A escalada vem motivando protestos entre os motoristas, que cobram do governo promessa de reduzir o preço do gás feita pelo ministro da Economia, Paulo Guedes, logo no início do mandato do presidente Jair Bolsonaro.
Guedes prometeu um “choque de energia barata” com a redução do papel da Petrobras no mercado de gás e a aprovação do novo marco regulatório do setor, mas dois anos depois, a estatal ainda permanece a principal fornecedora do país.
O reajuste de 39% anunciado em abril reflete a recuperação das cotações internacionais do petróleo após a queda do início da pandemia e tem forte impacto da desvalorização do real frente ao dólar, que afetou não só o valor cobrado pelo combustível mas também o custo de transporte em gasodutos.
O percentual foi classificado como “inadmissível” por Bolsonaro. O repasse aos consumidores depende da legislação de cada estado. No Rio, por exemplo, é automático. Em São Paulo, deve ocorrer no dia 31 de maio, quando as tarifas das distribuidoras de gás canalizado são reajustadas.
“Muitos colegas estão deixando os táxis parados e buscando outra alternativa de trabalho porque não conseguem mais ganhar o suficiente para sustentar suas famílias”, diz o diretor de Comunicação do Sindicato dos Taxistas Autônomos do Município do Rio de Janeiro, Vagner Monteiro.
Segundo ele, para evitar desperdício de combustível, os taxistas da cidade passaram a ficar mais tempo parados em pontos, ao invés de passar o dia circulando em busca de passageiros, procedimento conhecido pela categoria como “rolé”.
“Tivemos que mudar a maneira de trabalhar”, diz ele, que calcula uma perda de 40% no faturamento diário dos profissionais. “Aqui, o usuário está acostumado em pegar o táxi em qualquer lugar, sem precisar ir a um ponto.”

- - - - -

SOBRE A TAREFA.
No trecho sobre o reajuste do gás, qual perda no faturamento diário dos taxistas Vagner Monteiro calcula?

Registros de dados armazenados

- - - - -

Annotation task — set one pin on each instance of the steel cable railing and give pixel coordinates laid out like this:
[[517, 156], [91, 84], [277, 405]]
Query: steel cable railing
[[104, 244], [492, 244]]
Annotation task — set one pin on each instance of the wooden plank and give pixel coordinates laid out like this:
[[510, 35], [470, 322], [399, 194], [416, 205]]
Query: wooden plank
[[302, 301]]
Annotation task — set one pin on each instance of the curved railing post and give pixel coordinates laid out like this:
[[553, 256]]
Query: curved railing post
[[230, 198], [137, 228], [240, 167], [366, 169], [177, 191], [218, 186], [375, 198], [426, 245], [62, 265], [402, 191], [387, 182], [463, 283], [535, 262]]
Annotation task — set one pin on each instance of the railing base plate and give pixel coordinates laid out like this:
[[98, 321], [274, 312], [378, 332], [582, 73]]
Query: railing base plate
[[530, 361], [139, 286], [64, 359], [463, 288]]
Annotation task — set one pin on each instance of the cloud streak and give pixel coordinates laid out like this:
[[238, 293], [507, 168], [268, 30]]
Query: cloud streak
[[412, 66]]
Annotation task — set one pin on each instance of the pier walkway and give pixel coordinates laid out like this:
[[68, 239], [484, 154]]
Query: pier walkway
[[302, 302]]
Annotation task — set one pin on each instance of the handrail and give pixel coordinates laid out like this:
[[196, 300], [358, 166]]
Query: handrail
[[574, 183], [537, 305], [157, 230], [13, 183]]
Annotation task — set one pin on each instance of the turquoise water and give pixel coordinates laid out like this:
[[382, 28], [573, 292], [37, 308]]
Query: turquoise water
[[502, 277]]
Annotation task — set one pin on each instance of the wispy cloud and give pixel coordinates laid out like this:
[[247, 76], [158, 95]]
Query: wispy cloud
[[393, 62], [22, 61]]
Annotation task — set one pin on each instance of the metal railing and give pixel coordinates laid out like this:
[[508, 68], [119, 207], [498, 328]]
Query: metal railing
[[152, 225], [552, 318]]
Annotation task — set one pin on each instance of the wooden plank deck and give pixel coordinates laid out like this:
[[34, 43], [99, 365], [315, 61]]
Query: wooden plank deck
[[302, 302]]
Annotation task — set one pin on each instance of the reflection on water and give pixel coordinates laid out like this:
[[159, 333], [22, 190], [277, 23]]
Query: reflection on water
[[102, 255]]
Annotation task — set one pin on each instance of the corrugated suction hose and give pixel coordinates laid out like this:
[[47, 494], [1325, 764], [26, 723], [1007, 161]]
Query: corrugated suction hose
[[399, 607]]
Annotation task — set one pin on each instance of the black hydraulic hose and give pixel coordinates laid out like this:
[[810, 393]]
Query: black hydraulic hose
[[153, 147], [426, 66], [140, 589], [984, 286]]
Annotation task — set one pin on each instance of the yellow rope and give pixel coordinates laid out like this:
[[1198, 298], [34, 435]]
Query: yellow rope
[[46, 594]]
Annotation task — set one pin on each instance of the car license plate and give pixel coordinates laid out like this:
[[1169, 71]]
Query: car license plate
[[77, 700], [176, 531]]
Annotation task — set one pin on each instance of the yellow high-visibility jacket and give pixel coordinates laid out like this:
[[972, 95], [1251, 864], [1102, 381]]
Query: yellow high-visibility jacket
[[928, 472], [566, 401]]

- - - - -

RESULTADO DA TAREFA.
Uma perda de 40% no faturamento diário dos profissionais.